:: Exercise ::
When you reach the entries below, transcribe each one exactly as it stands.

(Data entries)
---
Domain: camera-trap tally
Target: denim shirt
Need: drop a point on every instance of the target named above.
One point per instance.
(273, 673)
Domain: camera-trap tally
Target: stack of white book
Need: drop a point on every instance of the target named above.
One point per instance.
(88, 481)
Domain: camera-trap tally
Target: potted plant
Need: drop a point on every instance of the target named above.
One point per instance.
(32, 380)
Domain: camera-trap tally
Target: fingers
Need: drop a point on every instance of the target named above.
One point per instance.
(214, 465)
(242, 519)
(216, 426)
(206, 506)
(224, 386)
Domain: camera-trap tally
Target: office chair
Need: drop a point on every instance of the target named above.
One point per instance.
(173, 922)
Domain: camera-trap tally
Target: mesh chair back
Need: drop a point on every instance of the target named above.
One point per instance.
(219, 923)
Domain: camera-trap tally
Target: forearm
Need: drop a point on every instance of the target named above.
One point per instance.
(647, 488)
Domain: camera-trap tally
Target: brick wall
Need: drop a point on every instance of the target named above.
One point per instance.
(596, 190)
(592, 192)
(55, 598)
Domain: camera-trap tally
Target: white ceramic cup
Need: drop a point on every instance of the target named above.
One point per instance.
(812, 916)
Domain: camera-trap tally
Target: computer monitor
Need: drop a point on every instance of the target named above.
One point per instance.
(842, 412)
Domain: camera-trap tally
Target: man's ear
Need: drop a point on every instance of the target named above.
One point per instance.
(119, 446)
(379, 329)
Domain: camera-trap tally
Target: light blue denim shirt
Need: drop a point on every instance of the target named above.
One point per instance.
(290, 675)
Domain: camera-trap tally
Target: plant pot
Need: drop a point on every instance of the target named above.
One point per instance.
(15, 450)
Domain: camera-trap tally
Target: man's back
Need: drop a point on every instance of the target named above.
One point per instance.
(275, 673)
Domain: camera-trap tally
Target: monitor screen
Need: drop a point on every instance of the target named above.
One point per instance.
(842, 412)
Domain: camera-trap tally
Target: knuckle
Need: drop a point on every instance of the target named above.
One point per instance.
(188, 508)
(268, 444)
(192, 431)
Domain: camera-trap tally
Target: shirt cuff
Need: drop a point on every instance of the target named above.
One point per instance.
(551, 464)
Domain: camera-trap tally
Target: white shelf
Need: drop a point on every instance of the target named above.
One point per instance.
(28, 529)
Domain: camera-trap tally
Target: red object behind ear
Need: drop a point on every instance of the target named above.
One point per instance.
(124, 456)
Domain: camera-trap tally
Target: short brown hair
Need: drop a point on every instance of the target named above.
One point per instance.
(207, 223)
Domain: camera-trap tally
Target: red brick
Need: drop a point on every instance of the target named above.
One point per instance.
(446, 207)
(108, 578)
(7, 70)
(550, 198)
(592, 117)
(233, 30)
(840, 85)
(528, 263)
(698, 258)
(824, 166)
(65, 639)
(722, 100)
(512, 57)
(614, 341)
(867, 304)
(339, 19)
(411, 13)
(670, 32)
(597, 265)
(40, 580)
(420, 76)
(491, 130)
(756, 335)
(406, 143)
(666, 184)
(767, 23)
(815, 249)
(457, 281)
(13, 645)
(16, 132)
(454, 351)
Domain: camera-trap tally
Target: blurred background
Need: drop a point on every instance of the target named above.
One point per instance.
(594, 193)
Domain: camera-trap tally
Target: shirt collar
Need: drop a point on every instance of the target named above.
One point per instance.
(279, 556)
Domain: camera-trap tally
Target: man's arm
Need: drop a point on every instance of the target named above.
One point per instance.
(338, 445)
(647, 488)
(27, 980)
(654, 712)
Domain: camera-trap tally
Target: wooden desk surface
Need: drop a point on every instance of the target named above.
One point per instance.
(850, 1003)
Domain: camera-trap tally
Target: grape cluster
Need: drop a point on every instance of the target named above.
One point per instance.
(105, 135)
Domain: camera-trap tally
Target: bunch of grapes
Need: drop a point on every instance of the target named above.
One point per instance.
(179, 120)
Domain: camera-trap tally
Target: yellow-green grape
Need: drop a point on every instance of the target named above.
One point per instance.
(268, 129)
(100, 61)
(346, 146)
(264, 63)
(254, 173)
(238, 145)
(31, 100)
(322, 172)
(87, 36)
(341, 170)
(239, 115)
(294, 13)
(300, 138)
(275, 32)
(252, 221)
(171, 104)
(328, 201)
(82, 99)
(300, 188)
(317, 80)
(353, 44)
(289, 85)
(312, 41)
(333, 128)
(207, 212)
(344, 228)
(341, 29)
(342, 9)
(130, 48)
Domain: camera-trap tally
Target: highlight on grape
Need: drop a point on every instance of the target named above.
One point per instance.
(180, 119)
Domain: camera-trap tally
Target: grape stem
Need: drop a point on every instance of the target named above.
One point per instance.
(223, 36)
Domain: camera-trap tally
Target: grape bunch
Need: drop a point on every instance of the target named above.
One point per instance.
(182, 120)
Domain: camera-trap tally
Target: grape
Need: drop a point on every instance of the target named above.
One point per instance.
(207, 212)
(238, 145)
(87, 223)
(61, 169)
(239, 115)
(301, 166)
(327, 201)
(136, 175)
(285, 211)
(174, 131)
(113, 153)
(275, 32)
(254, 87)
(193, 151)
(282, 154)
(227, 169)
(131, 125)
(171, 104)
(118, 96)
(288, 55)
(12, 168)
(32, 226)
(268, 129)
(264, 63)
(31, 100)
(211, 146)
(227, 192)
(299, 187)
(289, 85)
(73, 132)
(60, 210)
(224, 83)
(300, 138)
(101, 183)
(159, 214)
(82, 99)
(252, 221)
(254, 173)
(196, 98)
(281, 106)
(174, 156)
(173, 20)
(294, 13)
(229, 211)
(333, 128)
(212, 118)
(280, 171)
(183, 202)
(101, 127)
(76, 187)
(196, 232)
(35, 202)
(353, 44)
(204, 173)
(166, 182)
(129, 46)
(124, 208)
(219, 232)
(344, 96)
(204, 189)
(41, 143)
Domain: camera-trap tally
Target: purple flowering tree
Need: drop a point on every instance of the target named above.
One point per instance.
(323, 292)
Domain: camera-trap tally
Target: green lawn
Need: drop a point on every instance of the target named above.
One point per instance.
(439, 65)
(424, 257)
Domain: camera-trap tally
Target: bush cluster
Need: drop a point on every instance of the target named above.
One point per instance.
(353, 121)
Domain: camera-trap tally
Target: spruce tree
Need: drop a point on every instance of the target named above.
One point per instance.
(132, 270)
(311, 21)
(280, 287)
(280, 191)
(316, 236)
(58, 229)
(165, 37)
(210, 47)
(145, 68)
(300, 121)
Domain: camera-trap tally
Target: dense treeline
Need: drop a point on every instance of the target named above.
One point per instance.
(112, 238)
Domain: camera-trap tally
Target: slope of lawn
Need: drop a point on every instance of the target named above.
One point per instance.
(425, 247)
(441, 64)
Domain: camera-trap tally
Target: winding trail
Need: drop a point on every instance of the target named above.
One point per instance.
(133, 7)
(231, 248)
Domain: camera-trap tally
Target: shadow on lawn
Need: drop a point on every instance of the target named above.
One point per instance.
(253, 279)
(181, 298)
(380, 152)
---
:: Output of the task ::
Domain: camera-trap tally
Target: denim shirt
Need: drop a point on every instance of the target named above.
One point per instance.
(273, 673)
Domain: camera-trap tally
Target: stack of white book
Need: drop a point on every instance of the target named above.
One point per instance.
(88, 481)
Domain: camera-trap tally
Target: potted plant
Need: drop a point on every instance of the target named above.
One point per instance.
(32, 380)
Domain: camera-trap tally
Target: fingers
Need: drop a point on every instance of the target named above.
One point per instance.
(214, 465)
(242, 519)
(216, 426)
(206, 506)
(224, 386)
Domain: camera-trap tally
Target: office chair
Need: drop a point on every instance of the target named above.
One point per instance.
(173, 922)
Domain: camera-trap tally
Target: mesh chair back
Need: drop a point on every instance of the target named above.
One point per instance.
(219, 923)
Domain: camera-trap tally
Target: forearm
Need: drop a point on every instance of the target named above.
One point per instance.
(647, 488)
Domain: camera-trap tally
Target: brick wall
Need: drop a point on every instance of the target named above.
One point per instance.
(596, 190)
(592, 192)
(55, 598)
Domain: camera-trap tally
Target: white ceramic cup
Need: drop a point on every instance of the target named above.
One point per instance.
(812, 916)
Domain: camera-trap tally
Target: computer monitor
Need: drop a point on every instance of the target named above.
One point per instance.
(842, 412)
Domain: camera-trap tally
Target: man's ear
Need: drop a point on every instance of the target named above.
One point per instance.
(119, 446)
(379, 329)
Domain: camera-trap tally
Target: light blue denim shirt
Need: drop a point on every instance of the target named above.
One point per instance.
(290, 675)
Domain: camera-trap tally
Target: plant pot
Need: drop a point on every instance of the target named above.
One point per instance.
(15, 450)
Domain: camera-trap tally
Target: man's back
Need: drop a point on every instance of the target named above.
One point per instance.
(275, 673)
Domain: camera-trap tally
Target: monitor screen
Need: drop a point on every instance of the target named above.
One point per instance.
(842, 412)
Domain: camera-trap tally
Target: knuckle
Need: drop a point on every instance of the target named above.
One point per instance.
(188, 508)
(268, 444)
(192, 431)
Domain: camera-trap tally
Target: shirt cuff
Need: drop a point on every instance of the target named above.
One point per instance.
(551, 464)
Domain: camera-trap tally
Target: white shelf
Need: drop a point on every instance of the target named above.
One point per instance.
(28, 529)
Domain: camera-trap tally
Target: red object behind ear
Need: drop a point on every instance of the target named above.
One point per instance.
(124, 456)
Domain: camera-trap tally
Target: short brown hair
Need: drop a point on every instance of the target named above.
One point per instance.
(207, 223)
Domain: camera-trap tally
Target: red brick
Need: drop a point on every instance of the target named above.
One point per instance.
(446, 207)
(108, 578)
(7, 70)
(550, 198)
(592, 117)
(233, 30)
(840, 85)
(528, 263)
(698, 258)
(824, 166)
(65, 639)
(722, 100)
(512, 57)
(614, 341)
(867, 304)
(339, 19)
(411, 13)
(670, 32)
(597, 265)
(40, 580)
(420, 76)
(491, 130)
(756, 335)
(406, 143)
(666, 184)
(767, 23)
(815, 249)
(457, 281)
(13, 645)
(16, 132)
(454, 351)
Domain: camera-trap tally
Target: blurred background
Need: drop a point on every instance of the target named above.
One point per instance.
(594, 193)
Domain: camera-trap tally
Target: shirt collar
Need: drop a point on every instance of the target named above.
One point per instance.
(279, 556)
Domain: camera-trap tally
Target: man's arm
Need: drop a point on every instance of the target named above.
One point per instance.
(338, 445)
(647, 488)
(27, 980)
(654, 712)
Domain: camera-trap tally
Target: wooden desk surface
Need: drop a point on every instance of the target named above.
One point per instance.
(850, 1003)
Domain: camera-trap tally
Target: grape cluster
Need: drop a point on every instance of the target named above.
One point per instance.
(105, 135)
Domain: camera-trap tally
Target: bunch of grapes
Need: drop a point on every instance of the target named above.
One point per instance.
(179, 120)
Domain: camera-trap tally
Target: yellow-green grape
Need: drop a point on every instance of the target named above.
One point per instance.
(268, 129)
(100, 61)
(346, 146)
(264, 63)
(254, 173)
(238, 145)
(31, 100)
(322, 172)
(87, 36)
(341, 170)
(239, 115)
(294, 13)
(300, 138)
(275, 32)
(252, 221)
(171, 104)
(328, 201)
(82, 99)
(300, 188)
(317, 80)
(353, 44)
(289, 85)
(312, 41)
(333, 128)
(207, 212)
(344, 228)
(341, 29)
(342, 9)
(130, 48)
Domain: camera-trap tally
Target: highlight on grape
Need: drop a point on every instance of the target named above.
One point per instance.
(180, 119)
Domain: camera-trap tally
Target: grape stem
Need: drop a point on every instance of the target named above.
One point per instance.
(223, 36)
Domain: camera-trap tally
Target: grape bunch
Need: drop a point on every instance of the target named above.
One point per instance.
(182, 120)
Domain: camera-trap tally
Target: grape
Need: drop a point on every instance of the target named above.
One point per instance.
(207, 212)
(238, 145)
(87, 223)
(61, 169)
(239, 115)
(301, 166)
(327, 201)
(136, 175)
(285, 211)
(174, 131)
(113, 153)
(275, 32)
(254, 87)
(193, 151)
(282, 154)
(227, 169)
(131, 125)
(171, 104)
(118, 96)
(288, 55)
(12, 168)
(32, 226)
(268, 129)
(264, 63)
(31, 100)
(211, 146)
(227, 192)
(299, 187)
(289, 85)
(73, 132)
(60, 210)
(224, 83)
(300, 138)
(101, 183)
(159, 214)
(82, 99)
(252, 221)
(254, 173)
(196, 98)
(281, 106)
(174, 156)
(173, 20)
(294, 13)
(229, 211)
(333, 128)
(212, 118)
(280, 171)
(183, 202)
(101, 127)
(76, 187)
(196, 232)
(35, 202)
(353, 44)
(204, 173)
(166, 182)
(129, 46)
(124, 208)
(219, 232)
(344, 96)
(204, 189)
(41, 143)
Domain: camera-trap tally
Target: purple flowering tree
Need: drop a point on every instance of the target named above.
One point per instance.
(323, 292)
Domain: camera-trap tally
Target: green lawn
Need: drop a point on every instance of the target named above.
One point per instance.
(439, 65)
(424, 257)
Domain: camera-trap tally
Target: bush cluster
Need: drop a point on every instance of the target named above.
One point per instance.
(353, 121)
Domain: camera-trap tally
Target: spruce tree
Need: drop a point on every instance of the target named above.
One point per instance.
(132, 270)
(311, 21)
(280, 287)
(280, 191)
(316, 236)
(58, 229)
(165, 37)
(210, 47)
(145, 68)
(300, 121)
Domain: camera-trap tally
Target: dense treeline
Need: drop a point on every instance of the target named above.
One point per instance.
(112, 238)
Domain: camera-trap tally
Target: slope of lawn
Need: drop a point on every instance of the target named above.
One point per instance.
(425, 247)
(441, 64)
Domain: camera-trap tally
Target: winding trail
Need: drop a point on every instance of the target named above.
One point per instance.
(133, 7)
(231, 248)
Domain: camera-trap tally
Target: shadow on lawn
Need: drop a point on every instance of the target named above.
One point per instance.
(253, 279)
(181, 298)
(380, 152)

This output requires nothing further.